Would you show every line from the records that holds "shirt"?

= Beginning of Section =

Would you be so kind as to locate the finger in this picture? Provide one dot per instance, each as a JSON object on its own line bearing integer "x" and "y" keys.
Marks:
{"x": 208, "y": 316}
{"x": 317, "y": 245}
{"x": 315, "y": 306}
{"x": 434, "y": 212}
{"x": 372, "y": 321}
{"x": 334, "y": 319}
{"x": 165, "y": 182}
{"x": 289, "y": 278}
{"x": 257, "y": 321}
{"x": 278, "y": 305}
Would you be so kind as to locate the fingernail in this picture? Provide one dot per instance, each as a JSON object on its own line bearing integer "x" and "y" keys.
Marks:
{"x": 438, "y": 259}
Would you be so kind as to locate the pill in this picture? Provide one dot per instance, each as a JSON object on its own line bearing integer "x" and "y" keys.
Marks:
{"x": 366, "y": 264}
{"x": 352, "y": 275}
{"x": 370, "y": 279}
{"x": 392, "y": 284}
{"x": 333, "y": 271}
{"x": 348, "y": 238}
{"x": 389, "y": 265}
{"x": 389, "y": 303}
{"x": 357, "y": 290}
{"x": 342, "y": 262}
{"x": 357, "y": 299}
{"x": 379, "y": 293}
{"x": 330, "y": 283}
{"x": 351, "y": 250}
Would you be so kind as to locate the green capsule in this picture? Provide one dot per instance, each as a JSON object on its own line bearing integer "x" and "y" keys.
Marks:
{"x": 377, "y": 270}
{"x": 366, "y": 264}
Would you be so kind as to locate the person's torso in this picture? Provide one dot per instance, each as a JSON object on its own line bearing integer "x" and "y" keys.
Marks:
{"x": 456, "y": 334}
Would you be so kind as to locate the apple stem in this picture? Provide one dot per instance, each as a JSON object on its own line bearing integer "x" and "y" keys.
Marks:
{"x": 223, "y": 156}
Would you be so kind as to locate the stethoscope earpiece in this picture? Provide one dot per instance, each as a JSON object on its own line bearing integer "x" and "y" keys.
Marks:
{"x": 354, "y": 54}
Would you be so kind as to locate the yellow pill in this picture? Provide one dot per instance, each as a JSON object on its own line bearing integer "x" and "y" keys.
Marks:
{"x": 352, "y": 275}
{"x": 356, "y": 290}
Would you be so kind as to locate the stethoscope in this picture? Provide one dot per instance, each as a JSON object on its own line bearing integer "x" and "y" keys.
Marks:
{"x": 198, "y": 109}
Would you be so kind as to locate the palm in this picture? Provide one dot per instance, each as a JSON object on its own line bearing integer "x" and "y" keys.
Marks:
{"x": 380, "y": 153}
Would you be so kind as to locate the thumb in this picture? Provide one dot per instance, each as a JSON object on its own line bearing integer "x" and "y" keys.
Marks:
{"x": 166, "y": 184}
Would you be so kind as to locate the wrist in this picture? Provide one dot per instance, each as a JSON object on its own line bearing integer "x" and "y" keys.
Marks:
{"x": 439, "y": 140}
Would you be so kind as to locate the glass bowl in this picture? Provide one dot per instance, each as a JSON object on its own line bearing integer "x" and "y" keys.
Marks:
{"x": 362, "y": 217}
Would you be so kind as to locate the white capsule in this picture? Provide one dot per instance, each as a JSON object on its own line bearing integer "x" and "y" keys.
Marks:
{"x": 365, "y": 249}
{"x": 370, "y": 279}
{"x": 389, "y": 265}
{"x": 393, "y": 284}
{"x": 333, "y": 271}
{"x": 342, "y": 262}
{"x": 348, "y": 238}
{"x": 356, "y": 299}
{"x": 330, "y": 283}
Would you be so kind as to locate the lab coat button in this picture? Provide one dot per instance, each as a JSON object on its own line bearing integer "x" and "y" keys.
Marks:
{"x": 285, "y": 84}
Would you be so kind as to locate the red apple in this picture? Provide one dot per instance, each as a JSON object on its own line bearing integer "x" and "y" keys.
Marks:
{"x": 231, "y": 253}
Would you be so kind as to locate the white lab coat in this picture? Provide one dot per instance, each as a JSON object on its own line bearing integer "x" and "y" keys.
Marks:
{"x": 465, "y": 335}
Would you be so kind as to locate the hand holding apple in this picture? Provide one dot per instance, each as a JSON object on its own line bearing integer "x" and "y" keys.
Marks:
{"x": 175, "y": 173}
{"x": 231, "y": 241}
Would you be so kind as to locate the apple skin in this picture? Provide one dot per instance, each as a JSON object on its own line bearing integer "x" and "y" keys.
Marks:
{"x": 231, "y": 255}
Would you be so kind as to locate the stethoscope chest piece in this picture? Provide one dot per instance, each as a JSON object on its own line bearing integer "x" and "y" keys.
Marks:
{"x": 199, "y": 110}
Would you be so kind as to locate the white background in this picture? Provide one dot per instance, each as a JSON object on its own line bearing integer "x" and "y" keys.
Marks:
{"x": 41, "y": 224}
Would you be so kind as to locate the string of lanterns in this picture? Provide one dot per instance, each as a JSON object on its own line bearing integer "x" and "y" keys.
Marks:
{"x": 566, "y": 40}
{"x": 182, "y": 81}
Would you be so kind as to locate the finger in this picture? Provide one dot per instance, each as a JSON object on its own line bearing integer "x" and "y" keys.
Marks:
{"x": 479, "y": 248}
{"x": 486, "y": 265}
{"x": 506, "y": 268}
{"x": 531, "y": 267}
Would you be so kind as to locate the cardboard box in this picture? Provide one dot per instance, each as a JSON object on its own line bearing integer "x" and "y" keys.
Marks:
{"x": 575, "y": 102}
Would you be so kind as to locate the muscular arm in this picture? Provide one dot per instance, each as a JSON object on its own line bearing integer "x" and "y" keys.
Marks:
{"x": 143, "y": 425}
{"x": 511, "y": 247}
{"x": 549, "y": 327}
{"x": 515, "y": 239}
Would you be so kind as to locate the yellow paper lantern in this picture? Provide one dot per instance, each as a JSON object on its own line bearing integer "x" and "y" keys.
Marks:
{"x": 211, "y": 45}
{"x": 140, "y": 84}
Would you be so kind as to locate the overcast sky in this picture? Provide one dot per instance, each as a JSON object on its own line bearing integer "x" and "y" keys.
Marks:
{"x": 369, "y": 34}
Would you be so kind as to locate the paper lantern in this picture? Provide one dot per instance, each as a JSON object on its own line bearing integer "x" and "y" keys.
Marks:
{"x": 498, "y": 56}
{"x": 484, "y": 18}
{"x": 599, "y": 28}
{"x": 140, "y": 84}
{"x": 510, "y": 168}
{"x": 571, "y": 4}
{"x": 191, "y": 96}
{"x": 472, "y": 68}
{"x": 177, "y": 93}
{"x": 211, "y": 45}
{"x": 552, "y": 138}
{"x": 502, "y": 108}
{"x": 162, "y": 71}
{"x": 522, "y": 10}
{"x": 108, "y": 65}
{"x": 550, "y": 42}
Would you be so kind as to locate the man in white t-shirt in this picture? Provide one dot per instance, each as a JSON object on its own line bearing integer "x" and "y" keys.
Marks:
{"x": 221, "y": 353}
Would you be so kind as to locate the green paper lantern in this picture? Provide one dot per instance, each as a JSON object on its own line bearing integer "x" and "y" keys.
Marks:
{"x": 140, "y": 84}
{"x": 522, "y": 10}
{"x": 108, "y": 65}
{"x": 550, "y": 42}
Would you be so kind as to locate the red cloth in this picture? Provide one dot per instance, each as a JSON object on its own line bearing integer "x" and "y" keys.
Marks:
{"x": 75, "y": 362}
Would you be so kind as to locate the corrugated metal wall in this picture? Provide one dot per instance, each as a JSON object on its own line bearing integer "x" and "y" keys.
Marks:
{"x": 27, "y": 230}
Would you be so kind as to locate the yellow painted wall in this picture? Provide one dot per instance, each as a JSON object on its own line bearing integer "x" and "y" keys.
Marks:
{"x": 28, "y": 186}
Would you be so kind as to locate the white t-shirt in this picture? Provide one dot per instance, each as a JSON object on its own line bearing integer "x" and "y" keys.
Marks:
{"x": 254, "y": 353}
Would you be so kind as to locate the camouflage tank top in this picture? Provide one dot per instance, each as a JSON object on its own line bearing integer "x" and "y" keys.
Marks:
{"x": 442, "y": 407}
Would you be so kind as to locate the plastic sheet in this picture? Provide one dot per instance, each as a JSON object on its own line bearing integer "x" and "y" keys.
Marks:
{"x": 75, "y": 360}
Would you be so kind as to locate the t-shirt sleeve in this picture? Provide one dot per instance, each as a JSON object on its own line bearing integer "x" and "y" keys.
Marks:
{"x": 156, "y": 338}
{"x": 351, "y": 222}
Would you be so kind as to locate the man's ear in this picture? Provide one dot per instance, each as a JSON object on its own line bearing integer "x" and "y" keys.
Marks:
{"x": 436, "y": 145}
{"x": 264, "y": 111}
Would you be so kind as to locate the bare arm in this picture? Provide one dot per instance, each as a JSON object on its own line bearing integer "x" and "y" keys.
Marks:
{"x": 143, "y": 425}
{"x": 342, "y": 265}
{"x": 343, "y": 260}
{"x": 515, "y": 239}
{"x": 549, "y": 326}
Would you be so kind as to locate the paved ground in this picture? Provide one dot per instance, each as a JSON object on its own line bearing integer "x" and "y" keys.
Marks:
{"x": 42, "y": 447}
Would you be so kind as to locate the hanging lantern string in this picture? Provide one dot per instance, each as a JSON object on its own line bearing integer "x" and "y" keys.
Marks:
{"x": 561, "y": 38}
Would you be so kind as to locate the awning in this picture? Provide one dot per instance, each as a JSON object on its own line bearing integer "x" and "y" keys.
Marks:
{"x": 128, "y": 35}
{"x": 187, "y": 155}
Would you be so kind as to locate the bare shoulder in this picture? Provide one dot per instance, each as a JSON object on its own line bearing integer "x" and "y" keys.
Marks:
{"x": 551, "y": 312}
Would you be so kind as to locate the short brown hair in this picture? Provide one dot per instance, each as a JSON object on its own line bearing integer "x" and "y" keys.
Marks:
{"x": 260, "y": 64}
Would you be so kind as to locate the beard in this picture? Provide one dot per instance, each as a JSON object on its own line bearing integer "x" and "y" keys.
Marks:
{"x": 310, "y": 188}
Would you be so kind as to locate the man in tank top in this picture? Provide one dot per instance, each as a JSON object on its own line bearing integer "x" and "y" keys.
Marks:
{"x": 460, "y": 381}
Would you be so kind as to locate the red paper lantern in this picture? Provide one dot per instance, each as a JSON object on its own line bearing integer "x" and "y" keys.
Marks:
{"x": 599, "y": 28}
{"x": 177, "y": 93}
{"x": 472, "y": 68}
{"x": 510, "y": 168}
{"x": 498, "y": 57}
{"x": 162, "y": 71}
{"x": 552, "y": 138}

= End of Section =

EXERCISE RESPONSE |
Would you be so kind as to locate the man in white t-shirt in this picture? Provide one dot per instance, each as a JSON object on its own line bearing integer "x" and "y" keys.
Would you be so kind as to locate the white t-shirt in this picture? Provide one dot per instance, each as a JSON object on its own line bearing integer "x" and "y" keys.
Would you be so kind as to locate the t-shirt sleeve in this picture? Provide one dot per instance, each as a JSON object on its own line bearing integer "x" and "y" keys.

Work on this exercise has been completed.